Pick out every line in the data below that contains the word "provide" and copy each such line.

━━━━━━━━━━━━━━━━

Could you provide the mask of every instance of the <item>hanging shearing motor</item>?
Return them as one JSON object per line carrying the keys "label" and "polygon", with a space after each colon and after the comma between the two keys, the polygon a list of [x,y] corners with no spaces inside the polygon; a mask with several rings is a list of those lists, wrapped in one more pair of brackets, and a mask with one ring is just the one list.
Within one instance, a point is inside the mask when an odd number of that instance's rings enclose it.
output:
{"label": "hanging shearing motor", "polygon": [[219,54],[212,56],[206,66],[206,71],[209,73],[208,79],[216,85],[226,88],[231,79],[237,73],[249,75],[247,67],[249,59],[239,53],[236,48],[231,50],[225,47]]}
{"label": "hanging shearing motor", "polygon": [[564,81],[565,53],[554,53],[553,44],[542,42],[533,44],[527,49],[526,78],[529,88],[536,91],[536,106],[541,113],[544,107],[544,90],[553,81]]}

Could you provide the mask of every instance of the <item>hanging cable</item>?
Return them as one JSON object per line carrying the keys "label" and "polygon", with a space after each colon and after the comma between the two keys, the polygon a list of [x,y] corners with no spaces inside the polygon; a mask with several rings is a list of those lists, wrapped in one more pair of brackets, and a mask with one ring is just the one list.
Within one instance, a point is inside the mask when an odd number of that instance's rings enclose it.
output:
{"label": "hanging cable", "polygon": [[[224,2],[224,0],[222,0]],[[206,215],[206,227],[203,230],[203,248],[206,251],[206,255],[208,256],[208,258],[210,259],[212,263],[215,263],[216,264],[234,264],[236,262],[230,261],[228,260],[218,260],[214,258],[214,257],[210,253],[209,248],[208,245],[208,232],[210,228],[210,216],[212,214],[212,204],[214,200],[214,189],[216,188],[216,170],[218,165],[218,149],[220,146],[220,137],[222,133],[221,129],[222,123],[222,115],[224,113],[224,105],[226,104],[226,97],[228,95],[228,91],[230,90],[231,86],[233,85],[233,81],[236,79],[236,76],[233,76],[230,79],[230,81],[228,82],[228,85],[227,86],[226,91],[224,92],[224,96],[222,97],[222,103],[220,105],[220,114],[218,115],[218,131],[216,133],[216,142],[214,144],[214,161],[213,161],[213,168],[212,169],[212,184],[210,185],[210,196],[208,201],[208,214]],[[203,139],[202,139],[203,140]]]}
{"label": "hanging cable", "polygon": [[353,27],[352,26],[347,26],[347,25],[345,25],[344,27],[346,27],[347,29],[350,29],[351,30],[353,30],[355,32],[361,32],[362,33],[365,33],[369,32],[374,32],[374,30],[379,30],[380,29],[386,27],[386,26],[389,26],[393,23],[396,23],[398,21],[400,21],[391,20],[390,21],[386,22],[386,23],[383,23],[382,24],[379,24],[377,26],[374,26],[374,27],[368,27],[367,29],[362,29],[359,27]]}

━━━━━━━━━━━━━━━━

# Exercise answer
Could you provide the mask of every instance of the <item>hanging shearing motor</item>?
Could you provide the mask of every instance of the <item>hanging cable</item>?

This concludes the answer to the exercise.